REQUIRED WORK - Count the lines of the material below that contain the string "white", treating uppercase and lowercase as different. Reply with the number alone.
### EXERCISE MATERIALS
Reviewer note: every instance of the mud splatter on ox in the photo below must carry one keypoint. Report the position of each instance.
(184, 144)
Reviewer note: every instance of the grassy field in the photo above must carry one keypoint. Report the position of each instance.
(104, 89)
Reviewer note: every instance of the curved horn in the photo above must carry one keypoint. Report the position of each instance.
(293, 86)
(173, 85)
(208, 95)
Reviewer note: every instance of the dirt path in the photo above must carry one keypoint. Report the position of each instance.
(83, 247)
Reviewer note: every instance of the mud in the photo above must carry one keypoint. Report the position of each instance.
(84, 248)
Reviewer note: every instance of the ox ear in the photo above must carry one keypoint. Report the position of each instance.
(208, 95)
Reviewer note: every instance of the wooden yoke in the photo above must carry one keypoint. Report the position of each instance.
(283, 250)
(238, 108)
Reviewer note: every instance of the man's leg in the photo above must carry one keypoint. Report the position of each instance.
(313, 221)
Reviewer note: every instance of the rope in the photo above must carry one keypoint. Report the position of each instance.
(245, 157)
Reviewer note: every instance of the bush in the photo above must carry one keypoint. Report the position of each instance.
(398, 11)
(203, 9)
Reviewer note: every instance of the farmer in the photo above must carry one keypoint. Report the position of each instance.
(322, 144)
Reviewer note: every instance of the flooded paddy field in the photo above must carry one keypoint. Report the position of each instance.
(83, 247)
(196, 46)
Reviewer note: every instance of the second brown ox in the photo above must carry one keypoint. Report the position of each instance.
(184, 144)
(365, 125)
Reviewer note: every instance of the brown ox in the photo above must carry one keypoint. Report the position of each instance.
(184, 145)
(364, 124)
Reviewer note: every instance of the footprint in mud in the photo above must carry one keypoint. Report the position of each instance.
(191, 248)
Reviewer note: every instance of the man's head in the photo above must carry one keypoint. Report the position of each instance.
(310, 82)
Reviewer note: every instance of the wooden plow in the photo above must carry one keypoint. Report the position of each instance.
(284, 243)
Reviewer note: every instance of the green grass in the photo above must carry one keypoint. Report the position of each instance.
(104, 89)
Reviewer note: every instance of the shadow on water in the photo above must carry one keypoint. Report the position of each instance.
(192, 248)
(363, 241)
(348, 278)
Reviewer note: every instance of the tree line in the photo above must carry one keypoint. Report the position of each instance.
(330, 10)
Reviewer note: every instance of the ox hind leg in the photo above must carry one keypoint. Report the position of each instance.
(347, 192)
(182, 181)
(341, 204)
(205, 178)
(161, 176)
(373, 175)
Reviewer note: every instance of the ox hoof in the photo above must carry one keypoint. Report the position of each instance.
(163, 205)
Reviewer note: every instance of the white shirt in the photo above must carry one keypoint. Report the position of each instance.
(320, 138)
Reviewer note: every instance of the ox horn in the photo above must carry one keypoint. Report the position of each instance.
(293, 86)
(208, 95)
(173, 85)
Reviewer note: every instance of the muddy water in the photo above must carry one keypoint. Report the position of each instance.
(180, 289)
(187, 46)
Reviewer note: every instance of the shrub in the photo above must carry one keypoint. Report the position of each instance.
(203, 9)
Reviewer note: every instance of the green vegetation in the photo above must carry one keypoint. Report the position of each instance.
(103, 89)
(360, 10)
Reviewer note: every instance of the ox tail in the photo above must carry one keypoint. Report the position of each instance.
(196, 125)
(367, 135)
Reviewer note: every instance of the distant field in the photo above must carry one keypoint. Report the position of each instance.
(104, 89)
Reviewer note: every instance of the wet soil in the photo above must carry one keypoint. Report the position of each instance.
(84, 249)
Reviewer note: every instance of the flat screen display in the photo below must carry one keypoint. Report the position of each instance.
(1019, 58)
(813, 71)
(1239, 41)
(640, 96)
######
### EXERCISE MATERIALS
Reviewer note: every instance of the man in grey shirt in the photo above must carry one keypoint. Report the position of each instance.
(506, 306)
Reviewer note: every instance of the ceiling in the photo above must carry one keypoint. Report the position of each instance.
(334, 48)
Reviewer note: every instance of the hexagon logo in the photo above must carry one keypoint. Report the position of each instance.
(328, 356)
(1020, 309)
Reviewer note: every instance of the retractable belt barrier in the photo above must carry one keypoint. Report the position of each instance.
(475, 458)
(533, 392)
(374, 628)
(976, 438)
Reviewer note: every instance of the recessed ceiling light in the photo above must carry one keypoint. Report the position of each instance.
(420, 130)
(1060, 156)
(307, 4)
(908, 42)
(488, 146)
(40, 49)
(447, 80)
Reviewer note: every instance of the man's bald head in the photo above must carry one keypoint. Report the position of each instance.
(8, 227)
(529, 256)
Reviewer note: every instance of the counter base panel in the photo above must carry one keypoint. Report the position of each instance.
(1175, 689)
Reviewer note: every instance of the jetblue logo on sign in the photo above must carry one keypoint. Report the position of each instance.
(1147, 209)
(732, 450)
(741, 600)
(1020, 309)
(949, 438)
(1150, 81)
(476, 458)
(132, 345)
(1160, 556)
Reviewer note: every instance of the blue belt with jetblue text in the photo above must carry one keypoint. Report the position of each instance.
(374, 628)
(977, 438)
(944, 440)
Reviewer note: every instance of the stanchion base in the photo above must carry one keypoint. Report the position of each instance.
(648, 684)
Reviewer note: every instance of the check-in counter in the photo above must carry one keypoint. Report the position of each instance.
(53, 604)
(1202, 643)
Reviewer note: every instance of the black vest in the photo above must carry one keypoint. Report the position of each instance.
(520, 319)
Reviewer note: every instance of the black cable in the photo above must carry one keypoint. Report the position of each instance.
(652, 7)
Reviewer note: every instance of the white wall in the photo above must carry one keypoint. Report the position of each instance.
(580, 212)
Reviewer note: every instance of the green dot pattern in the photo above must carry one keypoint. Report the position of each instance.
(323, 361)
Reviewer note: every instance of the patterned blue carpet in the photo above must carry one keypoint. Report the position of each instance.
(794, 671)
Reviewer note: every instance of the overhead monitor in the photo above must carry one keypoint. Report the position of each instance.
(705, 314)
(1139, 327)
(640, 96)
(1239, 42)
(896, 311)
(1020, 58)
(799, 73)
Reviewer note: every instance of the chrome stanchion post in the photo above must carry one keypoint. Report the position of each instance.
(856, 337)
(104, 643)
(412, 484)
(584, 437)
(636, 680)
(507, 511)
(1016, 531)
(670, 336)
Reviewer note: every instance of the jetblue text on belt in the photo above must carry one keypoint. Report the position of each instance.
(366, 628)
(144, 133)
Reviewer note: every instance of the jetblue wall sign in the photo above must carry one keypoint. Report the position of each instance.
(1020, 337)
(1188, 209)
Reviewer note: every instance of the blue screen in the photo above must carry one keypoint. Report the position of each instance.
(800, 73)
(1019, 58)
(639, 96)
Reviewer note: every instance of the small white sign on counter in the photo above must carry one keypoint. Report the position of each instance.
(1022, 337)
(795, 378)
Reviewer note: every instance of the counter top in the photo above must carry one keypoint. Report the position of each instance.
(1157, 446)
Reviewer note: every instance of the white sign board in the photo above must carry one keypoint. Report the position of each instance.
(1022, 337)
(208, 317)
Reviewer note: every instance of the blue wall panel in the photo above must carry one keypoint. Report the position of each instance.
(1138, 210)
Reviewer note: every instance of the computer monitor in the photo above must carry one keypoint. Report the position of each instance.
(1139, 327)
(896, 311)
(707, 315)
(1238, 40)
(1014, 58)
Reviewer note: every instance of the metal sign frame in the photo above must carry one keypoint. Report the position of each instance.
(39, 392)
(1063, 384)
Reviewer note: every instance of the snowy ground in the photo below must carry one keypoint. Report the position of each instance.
######
COMPLETE OUTPUT - 4